__GIVEN TEXT__
This edition boasts the typical array of one-person shows and small-cast musicals, revamped classics and playwriting debuts, unfunny comedy and irreverent drama. Surprisingly, if not unhappily, September 11 makes itself little felt (though the afterglow of civic pride may have something to do with the high ticket sales). In fact, few general themes emerge, save some plays detailing corporate avarice and the plight of wage laborers (people in the theater will always have day jobs), as well as the usual complement of violence- or sex-based pieces.

Titillation has its uses, and a show managing to combine both sex and violence beat out the competition. In the autobiographical Spanked!, real-life boyfriends Ian MacKinnon and Aaron Hartzler trace how the terrors of childhood paddlings metamorphosed into a pleasurable adult activity. The young men have ingested too many self-help books (a pall of pop psychology clings to the production, most notably in references to “the light of my gay soul”), but they are candid and likable performers, well-served by director Jacob Titus, though he might have insisted on some editing—the emphasis is definitely on bikini rather than brief. And for the more sheltered spectator (self very much included) the spanking demonstration is indeed—as Hartzler wryly notes—worth the cost of admission. That demonstration is brave—as is the wearing of leopard-print “man panties” while crooning “Love Hurts”—but braver still are the moments in which the men admit failure in reconciling themselves with their pasts or their own discomfort with the material.

__DATASET EXTRACT__
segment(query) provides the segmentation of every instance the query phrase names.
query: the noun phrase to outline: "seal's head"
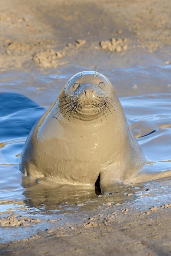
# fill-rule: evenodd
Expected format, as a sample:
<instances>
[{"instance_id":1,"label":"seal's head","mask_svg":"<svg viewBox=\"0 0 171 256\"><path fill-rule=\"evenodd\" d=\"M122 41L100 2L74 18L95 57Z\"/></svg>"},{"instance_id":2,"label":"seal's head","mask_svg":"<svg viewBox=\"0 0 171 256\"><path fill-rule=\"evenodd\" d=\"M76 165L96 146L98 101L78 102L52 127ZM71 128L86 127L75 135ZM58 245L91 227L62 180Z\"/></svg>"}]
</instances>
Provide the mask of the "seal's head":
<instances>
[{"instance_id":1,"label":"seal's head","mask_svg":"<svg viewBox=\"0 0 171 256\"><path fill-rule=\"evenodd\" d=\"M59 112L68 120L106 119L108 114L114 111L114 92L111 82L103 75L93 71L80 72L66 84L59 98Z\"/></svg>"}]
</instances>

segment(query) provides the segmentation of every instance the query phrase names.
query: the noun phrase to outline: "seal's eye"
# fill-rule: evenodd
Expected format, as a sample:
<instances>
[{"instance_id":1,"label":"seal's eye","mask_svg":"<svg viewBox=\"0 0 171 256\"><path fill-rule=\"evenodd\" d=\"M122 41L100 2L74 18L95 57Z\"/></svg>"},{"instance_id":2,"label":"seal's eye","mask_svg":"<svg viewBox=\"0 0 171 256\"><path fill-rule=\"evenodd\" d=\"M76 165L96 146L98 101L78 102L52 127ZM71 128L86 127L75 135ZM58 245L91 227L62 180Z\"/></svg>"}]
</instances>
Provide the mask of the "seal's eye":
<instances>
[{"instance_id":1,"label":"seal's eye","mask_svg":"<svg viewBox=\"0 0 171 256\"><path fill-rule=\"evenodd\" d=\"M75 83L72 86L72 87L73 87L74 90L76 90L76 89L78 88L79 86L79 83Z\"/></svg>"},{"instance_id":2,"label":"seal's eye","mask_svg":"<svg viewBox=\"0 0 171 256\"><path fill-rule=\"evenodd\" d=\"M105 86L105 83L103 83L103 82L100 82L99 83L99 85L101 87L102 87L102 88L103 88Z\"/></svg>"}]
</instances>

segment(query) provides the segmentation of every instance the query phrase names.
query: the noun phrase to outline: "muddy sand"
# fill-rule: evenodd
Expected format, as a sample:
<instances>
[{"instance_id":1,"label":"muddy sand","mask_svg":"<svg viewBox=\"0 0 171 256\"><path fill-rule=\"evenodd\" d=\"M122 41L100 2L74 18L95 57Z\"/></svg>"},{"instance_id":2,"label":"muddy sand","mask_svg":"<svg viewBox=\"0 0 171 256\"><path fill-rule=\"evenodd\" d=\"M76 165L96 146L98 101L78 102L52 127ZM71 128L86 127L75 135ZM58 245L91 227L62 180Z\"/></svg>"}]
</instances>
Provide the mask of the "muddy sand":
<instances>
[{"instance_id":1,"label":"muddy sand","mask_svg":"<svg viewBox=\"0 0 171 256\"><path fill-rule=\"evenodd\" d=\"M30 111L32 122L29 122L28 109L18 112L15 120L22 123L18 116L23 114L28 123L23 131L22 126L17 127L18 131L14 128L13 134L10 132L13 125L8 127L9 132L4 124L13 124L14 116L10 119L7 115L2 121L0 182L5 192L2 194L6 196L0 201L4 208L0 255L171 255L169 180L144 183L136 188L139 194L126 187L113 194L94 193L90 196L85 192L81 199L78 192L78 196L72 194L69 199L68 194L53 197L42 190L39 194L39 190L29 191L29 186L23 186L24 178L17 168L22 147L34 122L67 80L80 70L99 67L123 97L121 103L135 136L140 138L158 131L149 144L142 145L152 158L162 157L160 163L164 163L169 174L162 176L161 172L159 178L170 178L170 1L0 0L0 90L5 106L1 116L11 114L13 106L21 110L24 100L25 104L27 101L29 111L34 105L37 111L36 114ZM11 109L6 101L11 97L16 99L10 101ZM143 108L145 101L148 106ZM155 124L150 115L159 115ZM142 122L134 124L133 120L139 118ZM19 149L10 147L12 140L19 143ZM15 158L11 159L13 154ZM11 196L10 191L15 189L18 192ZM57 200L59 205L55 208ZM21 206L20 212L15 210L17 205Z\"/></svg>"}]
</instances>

--

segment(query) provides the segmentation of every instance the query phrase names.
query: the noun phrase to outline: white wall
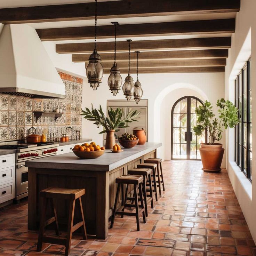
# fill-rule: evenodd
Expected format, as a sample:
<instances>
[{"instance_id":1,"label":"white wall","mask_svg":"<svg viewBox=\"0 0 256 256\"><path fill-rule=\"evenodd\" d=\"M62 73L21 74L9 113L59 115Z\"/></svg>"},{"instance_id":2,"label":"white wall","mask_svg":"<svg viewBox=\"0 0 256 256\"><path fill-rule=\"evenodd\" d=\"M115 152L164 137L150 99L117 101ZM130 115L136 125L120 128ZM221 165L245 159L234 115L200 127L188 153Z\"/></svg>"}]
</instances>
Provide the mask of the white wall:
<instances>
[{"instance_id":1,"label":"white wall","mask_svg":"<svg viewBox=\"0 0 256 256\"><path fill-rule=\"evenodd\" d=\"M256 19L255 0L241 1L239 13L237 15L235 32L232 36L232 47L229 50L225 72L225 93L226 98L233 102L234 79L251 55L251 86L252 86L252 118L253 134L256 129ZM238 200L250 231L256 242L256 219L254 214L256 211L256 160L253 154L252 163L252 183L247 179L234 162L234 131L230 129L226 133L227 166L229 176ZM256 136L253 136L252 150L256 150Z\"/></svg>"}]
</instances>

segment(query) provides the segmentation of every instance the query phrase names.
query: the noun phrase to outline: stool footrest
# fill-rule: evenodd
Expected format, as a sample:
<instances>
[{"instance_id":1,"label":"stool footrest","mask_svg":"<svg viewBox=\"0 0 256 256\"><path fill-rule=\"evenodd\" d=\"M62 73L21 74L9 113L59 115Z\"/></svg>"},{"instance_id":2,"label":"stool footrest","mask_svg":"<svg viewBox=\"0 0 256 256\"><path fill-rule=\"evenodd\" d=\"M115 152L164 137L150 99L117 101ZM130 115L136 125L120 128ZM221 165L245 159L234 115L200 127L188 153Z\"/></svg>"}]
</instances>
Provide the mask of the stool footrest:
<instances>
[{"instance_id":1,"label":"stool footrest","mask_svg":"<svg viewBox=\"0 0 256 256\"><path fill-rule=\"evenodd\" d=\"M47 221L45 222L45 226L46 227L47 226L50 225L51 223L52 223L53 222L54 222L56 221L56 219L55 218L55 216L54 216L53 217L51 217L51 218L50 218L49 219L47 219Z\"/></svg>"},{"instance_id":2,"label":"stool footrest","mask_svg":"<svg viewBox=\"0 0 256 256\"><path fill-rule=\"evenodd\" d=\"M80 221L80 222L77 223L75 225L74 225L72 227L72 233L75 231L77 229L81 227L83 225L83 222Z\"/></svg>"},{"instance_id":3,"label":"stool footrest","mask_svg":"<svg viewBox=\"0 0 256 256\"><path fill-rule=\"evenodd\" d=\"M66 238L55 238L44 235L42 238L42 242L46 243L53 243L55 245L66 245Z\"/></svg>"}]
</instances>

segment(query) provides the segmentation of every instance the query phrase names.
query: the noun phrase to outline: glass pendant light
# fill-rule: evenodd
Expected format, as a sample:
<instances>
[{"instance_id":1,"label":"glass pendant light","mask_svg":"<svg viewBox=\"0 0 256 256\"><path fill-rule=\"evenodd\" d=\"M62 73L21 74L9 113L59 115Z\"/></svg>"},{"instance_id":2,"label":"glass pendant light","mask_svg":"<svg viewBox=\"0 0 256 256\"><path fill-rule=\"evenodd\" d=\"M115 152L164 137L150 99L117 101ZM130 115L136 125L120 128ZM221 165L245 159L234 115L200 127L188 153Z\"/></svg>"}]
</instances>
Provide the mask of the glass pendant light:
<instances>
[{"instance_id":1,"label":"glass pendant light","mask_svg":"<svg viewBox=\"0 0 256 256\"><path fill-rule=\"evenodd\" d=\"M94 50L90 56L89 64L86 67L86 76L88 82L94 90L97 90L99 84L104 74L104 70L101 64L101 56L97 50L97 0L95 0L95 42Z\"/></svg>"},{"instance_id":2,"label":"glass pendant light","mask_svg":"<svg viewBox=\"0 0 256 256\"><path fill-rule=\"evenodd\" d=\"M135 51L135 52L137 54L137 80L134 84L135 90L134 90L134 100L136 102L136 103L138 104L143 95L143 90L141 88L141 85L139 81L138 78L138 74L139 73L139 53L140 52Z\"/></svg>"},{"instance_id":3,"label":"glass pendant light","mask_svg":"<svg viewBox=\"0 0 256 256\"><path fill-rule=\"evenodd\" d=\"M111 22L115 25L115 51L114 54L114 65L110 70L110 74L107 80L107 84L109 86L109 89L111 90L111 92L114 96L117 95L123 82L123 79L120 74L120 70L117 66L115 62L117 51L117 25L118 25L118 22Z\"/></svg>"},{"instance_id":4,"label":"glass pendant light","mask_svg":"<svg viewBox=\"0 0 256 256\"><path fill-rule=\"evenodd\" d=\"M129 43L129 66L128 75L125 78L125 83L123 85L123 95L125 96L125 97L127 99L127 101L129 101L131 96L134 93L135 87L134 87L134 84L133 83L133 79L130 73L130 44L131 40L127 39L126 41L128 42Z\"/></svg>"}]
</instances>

__WORK INSTRUCTIONS__
Reproduce the passage of the theater review above that begins with the words "This edition boasts" and ends with "or sex-based pieces.".

__RESPONSE TO THIS EXERCISE__
This edition boasts the typical array of one-person shows and small-cast musicals, revamped classics and playwriting debuts, unfunny comedy and irreverent drama. Surprisingly, if not unhappily, September 11 makes itself little felt (though the afterglow of civic pride may have something to do with the high ticket sales). In fact, few general themes emerge, save some plays detailing corporate avarice and the plight of wage laborers (people in the theater will always have day jobs), as well as the usual complement of violence- or sex-based pieces.